# Passage given start
Generative Adversarial Networks

In GAN, there are two functions: generator \(G\) and discriminator \(D\), coded as neural networks.

Objective

Main idea: Generator and discriminator functions are playing an adversarial game

  • Draw a latent “noise” vector \(\boldsymbol{z}\) from some simple distribution \(p_g(\boldsymbol{z})\)

  • Generator \(G\) generates examples of target objects \(\boldsymbol{x} _g = G(\boldsymbol{z})\) from a distribution \(p_g(\boldsymbol{x} |\boldsymbol{z} )\),

  • Discriminator \(D\) outputs a probability \(D(\boldsymbol{x} ) ∈ [0, 1]\) that an example \(\boldsymbol{x}\) is “real” (as opposed to “fake” = generated by the model)

  • Generator’s goal is to fool the discriminator, i.e. generate fake \(\boldsymbol{x}\) such that \(D(\boldsymbol{x} _g)\) is high.

Objectives for a given true training example \(\boldsymbol{x}\)

  • Discriminator want to maximize: \(\log D(\boldsymbol{x})\)
# Passage given end
# Raw records start
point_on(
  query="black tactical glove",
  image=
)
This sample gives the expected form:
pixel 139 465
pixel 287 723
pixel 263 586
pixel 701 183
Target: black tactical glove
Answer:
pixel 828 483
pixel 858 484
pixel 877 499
# Raw records end
## [What you will do]
a) Summarize the passage on generative adversarial networks in two sentences.
b) Supply the next part of the passage on generative adversarial networks, picking up after its final line.

## [Exercise responses]
a) A generative adversarial network has two functions coded as neural networks, a generator G and a discriminator D, which play an adversarial game. The generator turns a latent noise vector drawn from a simple distribution into examples meant to fool the discriminator, while the discriminator outputs the probability that an example is real rather than generated and, for a true training example, seeks to maximize log D(x).

b)
  • Generator want to maximize: \(\log(1 − D(\boldsymbol{x} _g))\) where \(\boldsymbol{x} _g = G(\boldsymbol{z} )\) and \(\boldsymbol{z}\) is generated from \(p_g(\boldsymbol{z})\)

Put together, the overall optimization problem is a minimax game

\[ \min _{G} \max _{D} \left\{ E_{\boldsymbol{x} \sim p_{d}(\boldsymbol{x} )}[\log D(\boldsymbol{x} )]+E_{\boldsymbol{\boldsymbol{z} } \sim p_{\text{g} }(\boldsymbol{z} )}[\log (1-D(G(\boldsymbol{z} )))] \right\} \]

This min-max loss cannot be optimized just by backpropagation. Instead, alternate between updating \(D\) and updating \(G\), as shown below.

Fig. 183 GAN optimization algorithm [Goodfellow+ 2014]

Note

  • The minimax optimization problem has a global optimum when \(p_g = p_d\).

  • Algorithm optimizes the objective given sufficient capacity in \(G\) and \(D\) and that the optimization is “successful” at each update.

  • In practice, \(G\) and \(D\) are limited to some (large) function class defined by neural networks. Global optimum may not be achieved.

  • In practice, we do not get to see the true data distribution but only an empirical distribution from the training set, so can’t guarantee that we improve the true objective.

There are some practical challenges to getting GANs to work

  • Consider the very beginning of training: \(G\) is very poor, \(D\) does very well, no gradient is generated through the \(D\) network, so we get stuck.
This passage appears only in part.